» Prompt
Output every entry exactly as written.

» Material shown
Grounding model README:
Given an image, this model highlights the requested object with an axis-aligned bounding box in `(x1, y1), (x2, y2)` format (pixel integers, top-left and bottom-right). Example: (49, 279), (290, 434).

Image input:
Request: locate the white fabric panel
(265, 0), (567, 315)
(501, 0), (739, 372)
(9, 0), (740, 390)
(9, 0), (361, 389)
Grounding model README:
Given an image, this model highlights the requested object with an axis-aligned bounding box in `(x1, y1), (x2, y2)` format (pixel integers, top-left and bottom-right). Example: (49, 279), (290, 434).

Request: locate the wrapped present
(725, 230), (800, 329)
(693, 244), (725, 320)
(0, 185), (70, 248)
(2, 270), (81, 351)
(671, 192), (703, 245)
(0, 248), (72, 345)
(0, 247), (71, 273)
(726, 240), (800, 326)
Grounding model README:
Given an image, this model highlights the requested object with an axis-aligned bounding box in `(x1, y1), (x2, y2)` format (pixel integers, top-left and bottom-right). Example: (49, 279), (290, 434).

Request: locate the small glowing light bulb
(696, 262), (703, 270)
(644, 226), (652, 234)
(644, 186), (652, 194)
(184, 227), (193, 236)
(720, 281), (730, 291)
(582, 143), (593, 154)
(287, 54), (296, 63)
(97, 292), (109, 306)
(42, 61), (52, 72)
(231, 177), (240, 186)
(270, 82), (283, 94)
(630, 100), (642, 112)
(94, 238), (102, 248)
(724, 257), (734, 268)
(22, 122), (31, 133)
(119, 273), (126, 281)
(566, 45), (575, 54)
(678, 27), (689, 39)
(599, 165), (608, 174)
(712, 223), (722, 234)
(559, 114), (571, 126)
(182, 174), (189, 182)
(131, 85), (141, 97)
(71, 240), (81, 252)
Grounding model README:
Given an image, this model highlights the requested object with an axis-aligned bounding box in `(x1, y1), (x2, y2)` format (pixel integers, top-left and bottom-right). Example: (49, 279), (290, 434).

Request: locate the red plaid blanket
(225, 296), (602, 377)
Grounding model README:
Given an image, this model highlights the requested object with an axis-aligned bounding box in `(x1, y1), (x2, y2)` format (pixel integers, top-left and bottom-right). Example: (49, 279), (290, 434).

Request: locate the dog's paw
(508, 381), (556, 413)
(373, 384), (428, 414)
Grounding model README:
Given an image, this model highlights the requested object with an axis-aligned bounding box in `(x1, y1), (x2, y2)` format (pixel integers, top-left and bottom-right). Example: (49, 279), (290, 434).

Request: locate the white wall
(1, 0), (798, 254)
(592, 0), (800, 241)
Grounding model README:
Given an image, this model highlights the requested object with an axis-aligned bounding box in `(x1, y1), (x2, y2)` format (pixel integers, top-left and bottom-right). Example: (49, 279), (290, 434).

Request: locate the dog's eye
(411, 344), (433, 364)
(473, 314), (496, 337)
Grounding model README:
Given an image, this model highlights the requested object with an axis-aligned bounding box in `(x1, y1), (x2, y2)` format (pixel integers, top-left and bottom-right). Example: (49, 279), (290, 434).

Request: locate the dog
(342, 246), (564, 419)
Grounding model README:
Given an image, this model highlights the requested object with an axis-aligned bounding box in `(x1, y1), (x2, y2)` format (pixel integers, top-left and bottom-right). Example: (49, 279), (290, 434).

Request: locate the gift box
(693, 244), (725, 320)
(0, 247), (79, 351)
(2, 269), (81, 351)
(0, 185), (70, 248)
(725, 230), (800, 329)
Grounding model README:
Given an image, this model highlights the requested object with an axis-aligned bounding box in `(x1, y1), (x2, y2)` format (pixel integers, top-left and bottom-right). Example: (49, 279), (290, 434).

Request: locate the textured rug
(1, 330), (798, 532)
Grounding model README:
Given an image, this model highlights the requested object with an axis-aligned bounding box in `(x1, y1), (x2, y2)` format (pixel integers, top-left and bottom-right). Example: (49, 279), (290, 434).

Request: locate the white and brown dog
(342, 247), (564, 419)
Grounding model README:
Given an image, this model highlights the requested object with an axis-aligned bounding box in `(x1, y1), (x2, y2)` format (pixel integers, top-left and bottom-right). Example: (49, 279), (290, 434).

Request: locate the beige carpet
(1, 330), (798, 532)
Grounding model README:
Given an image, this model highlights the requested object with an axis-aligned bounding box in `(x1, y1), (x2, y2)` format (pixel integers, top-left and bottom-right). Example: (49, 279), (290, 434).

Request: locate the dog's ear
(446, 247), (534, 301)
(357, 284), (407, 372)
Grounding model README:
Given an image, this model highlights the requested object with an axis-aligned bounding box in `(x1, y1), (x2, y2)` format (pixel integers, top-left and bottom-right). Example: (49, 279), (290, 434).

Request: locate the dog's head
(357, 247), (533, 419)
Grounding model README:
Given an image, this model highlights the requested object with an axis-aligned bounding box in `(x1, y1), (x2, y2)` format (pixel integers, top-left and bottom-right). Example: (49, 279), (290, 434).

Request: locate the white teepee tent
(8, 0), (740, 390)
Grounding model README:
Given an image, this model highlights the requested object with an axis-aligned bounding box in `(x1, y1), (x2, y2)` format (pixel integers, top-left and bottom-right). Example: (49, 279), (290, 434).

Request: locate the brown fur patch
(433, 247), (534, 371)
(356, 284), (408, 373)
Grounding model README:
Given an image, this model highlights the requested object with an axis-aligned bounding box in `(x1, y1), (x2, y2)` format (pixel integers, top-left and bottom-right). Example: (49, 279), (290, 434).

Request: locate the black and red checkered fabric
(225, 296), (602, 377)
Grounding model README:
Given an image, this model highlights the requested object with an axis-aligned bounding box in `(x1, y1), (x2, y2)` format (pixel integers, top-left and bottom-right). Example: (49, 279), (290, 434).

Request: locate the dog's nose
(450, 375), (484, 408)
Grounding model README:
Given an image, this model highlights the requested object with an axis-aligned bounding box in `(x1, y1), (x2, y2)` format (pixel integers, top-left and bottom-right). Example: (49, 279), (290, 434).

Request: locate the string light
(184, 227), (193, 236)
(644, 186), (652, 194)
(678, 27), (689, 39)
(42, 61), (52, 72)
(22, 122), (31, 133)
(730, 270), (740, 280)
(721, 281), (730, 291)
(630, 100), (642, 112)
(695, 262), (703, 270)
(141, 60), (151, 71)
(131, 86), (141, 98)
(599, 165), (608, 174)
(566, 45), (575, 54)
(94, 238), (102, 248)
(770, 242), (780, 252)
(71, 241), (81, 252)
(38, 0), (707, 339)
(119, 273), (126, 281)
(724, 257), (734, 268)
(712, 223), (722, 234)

» Answer section
Grounding model README:
Given an image, this model highlights the requested object with an axis-aligned bounding box in `(x1, y1), (x2, y2)` format (pixel integers, top-left and bottom-right). Example: (49, 279), (290, 434).

Image input:
Request: locate the white fabric panel
(265, 0), (567, 315)
(501, 0), (739, 372)
(9, 0), (740, 390)
(9, 0), (361, 389)
Grounding model README:
Given an image, this model highlights the requested object with an axis-aligned bounding box in `(x1, y1), (x2, y2)` format (pixel integers, top-left and bottom-right). Example: (49, 279), (290, 434).

Request: locate the wrapped present
(725, 230), (800, 329)
(693, 244), (725, 320)
(0, 185), (70, 248)
(2, 270), (81, 351)
(671, 192), (703, 245)
(0, 248), (72, 345)
(0, 247), (71, 273)
(726, 240), (800, 326)
Grounding model README:
Given an image, this model highlights the requested object with an axis-aligned bounding box in `(x1, y1), (x2, y2)` format (pixel integers, top-left and bottom-right). Example: (49, 279), (290, 434).

Request: locate the small glowing light bulb
(696, 262), (703, 270)
(644, 226), (652, 234)
(644, 186), (652, 194)
(184, 227), (193, 236)
(720, 281), (730, 291)
(582, 143), (593, 154)
(287, 54), (296, 63)
(97, 292), (109, 306)
(42, 61), (52, 72)
(231, 177), (240, 186)
(270, 82), (283, 94)
(630, 100), (642, 112)
(94, 238), (102, 248)
(724, 257), (734, 268)
(22, 122), (31, 133)
(119, 273), (126, 281)
(566, 45), (575, 54)
(678, 27), (689, 39)
(599, 165), (608, 174)
(712, 223), (722, 234)
(559, 114), (571, 126)
(182, 174), (189, 182)
(131, 85), (141, 97)
(71, 240), (81, 252)
Grounding model README:
Given an image, this model highlights the requested object with an axis-aligned bounding box in `(x1, y1), (x2, y2)` format (pixel integers, top-left and bottom-right). Example: (49, 279), (290, 434).

Request: locate the red plaid blanket
(225, 296), (602, 377)
Grounding model README:
Given an image, this model highlights the requested object with an axis-aligned bounding box in `(x1, y1), (x2, y2)` format (pixel integers, top-left and bottom-right). Example: (49, 279), (290, 434).

Request: locate the dog's paw
(508, 381), (556, 413)
(373, 384), (428, 414)
Grounding model README:
Given an image, this model highlights the requested object with an axis-aligned bounding box in `(x1, y1), (x2, y2)` format (pixel integers, top-left and bottom-right). Example: (49, 279), (290, 434).

Request: locate the white wall
(1, 0), (798, 254)
(592, 0), (800, 241)
Grounding model README:
Given an image, this model highlights the requested object with an axis-aligned bounding box in `(x1, y1), (x2, y2)` format (pixel integers, top-left and bottom-right). Example: (49, 279), (290, 434).

Request: locate the dog's eye
(411, 344), (433, 364)
(473, 314), (496, 337)
Grounding model README:
Given an image, this model highlights the requested object with an axis-aligned bounding box in `(x1, y1), (x2, y2)` format (pixel integers, top-left and bottom-right). Example: (49, 279), (290, 434).

Request: locate the dog
(342, 246), (564, 419)
Grounding model README:
Given an image, this model highlights the requested object with an axis-aligned bounding box in `(x1, y1), (x2, y2)` format (pixel integers, top-left and bottom-right). Example: (49, 279), (290, 434).

Request: locate the gift box
(693, 244), (725, 320)
(0, 247), (79, 351)
(2, 269), (81, 351)
(0, 185), (70, 248)
(725, 230), (800, 329)
Grounding model README:
Given an image, this model highlights the requested object with an axis-aligned bounding box in `(x1, y1), (x2, y2)` format (pixel integers, top-left and bottom-right). Example: (49, 279), (290, 434).

Request: locate the textured rug
(1, 330), (798, 532)
Grounding model README:
Given an image, this model highlights the requested object with an axis-aligned bounding box in `(x1, y1), (x2, y2)` format (pixel integers, top-left and bottom-right). Example: (49, 279), (290, 434).

Request: locate the white and brown dog
(342, 247), (564, 419)
Grounding model README:
Given an image, this model highlights the requested object with an axis-aligned bounding box in `(x1, y1), (x2, y2)` format (pixel integers, top-left and bottom-right). Example: (49, 279), (290, 434).

Request: locate the beige carpet
(1, 330), (798, 532)
Grounding model README:
Given an image, this model highlights the requested object with an axis-aligned bounding box in `(x1, y1), (x2, y2)` format (pixel integers, top-left and bottom-right). Example: (49, 279), (290, 434).

Request: locate the dog's ear
(446, 247), (534, 301)
(357, 284), (407, 372)
Grounding model README:
Given an image, this model highlights the requested object with an axis-aligned bounding box in `(x1, y1), (x2, y2)` format (pixel integers, top-left and bottom-right). Example: (49, 279), (290, 434).

Request: locate the dog's head
(357, 247), (533, 419)
Grounding model README:
Given an image, this model highlights the requested object with an axis-aligned bounding box in `(x1, y1), (x2, y2)` format (pixel integers, top-left and bottom-right). Example: (49, 279), (290, 434).

Request: locate the white teepee tent
(8, 0), (740, 390)
Grounding model README:
Given an image, this model highlights the requested object with an axis-aligned bounding box in `(x1, y1), (x2, y2)` format (pixel integers, top-left and bottom-right). Example: (49, 279), (290, 434).

Request: locate the brown fur patch
(433, 247), (534, 371)
(356, 284), (408, 373)
Grounding model README:
Given an image, this model highlights the requested object with an axis-aligned bounding box in `(x1, y1), (x2, y2)` format (pixel integers, top-left and bottom-right). Example: (49, 279), (290, 434).

Request: locate the black and red checkered fabric
(225, 296), (602, 377)
Grounding model README:
Given an image, this model highlights the requested object with an axis-aligned bounding box in `(x1, y1), (x2, y2)` format (pixel integers, top-left and bottom-right). Example: (49, 279), (290, 434).

Request: locate the dog's nose
(450, 375), (484, 408)
Grounding model README:
Given an image, this model highlights the requested object with an axis-aligned bounding box in `(x1, y1), (x2, y2)` format (pixel integers, top-left and bottom-right). Example: (49, 279), (290, 434).

Request: locate the string light
(184, 227), (193, 236)
(644, 186), (652, 194)
(678, 27), (689, 39)
(42, 61), (52, 72)
(22, 122), (31, 133)
(730, 270), (740, 280)
(721, 281), (730, 291)
(630, 100), (642, 112)
(695, 262), (703, 270)
(141, 60), (151, 71)
(131, 86), (141, 98)
(599, 165), (608, 174)
(566, 45), (575, 54)
(94, 238), (102, 248)
(770, 242), (780, 252)
(71, 241), (81, 252)
(38, 0), (707, 339)
(119, 273), (126, 281)
(724, 257), (734, 268)
(712, 223), (722, 234)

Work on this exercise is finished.